§ **ENTRIES SUPPLIED**
————————
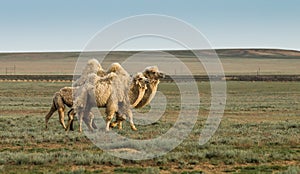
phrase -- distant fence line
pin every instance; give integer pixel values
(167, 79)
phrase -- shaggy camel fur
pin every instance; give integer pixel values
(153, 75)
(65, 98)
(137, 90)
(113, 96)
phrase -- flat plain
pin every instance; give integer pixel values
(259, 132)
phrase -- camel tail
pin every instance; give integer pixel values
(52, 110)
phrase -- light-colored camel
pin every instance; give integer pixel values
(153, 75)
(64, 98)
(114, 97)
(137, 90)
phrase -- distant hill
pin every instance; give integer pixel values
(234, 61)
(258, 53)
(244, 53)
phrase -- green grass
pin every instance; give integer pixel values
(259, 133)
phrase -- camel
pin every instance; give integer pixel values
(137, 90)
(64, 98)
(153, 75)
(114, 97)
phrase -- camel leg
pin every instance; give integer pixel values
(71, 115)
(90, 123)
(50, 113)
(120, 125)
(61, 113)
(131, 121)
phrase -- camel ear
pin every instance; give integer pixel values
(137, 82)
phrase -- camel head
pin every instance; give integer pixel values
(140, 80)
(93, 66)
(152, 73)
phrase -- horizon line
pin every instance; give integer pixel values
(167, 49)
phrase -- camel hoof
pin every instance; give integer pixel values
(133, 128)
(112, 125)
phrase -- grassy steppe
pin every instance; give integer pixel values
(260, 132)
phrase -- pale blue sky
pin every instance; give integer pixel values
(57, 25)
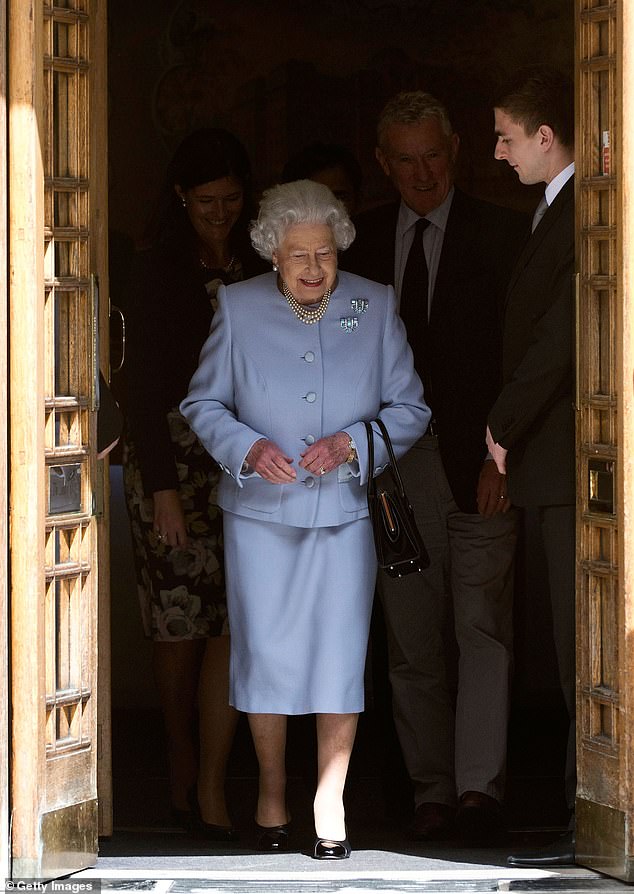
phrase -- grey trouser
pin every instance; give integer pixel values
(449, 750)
————————
§ **WHAT YOU ARE ASKED TO DO**
Only the text of the records belongs in your answer, repeated exactly; the pictures stay out.

§ **FINISHED TASK**
phrase -- distant fence line
pin every instance; give integer pixel values
(167, 79)
phrase -- shaggy camel fur
pin every instance; give integer pixel values
(153, 75)
(65, 98)
(137, 90)
(113, 96)
phrase -- flat plain
pin every instance; give integer pixel values
(259, 132)
phrase -- camel tail
pin every instance; give integer pixel values
(52, 110)
phrase -- light-colored camel
pin every instance; give integer pixel values
(153, 75)
(64, 98)
(114, 97)
(137, 90)
phrase -- distant hill
pin every instance; give integer pixel values
(234, 61)
(258, 53)
(244, 53)
phrase -- green grass
pin every instance; give integer pixel values
(259, 133)
phrase -- camel
pin every instance; give integer pixel values
(137, 90)
(64, 98)
(153, 75)
(114, 97)
phrase -- camel leg
pin every instance; give integer pixel values
(71, 115)
(90, 123)
(50, 113)
(120, 125)
(61, 113)
(131, 121)
phrase -- camel ear
pin every instance; give integer pixel values
(137, 82)
phrase -- camel head
pin every instance; give integer pixel values
(140, 80)
(93, 66)
(152, 73)
phrase -- horizon line
pin every instance; give integer pixel values
(167, 49)
phrase -- camel hoof
pin every instance; give integer pixel values
(133, 128)
(112, 125)
phrase -- grassy steppe
pin every instance; give integer pixel values
(260, 132)
phrase -- pale blue sky
pin every instance; give integer pixel values
(57, 25)
phrase -- grey trouser
pin every instance; give integer pixel values
(449, 750)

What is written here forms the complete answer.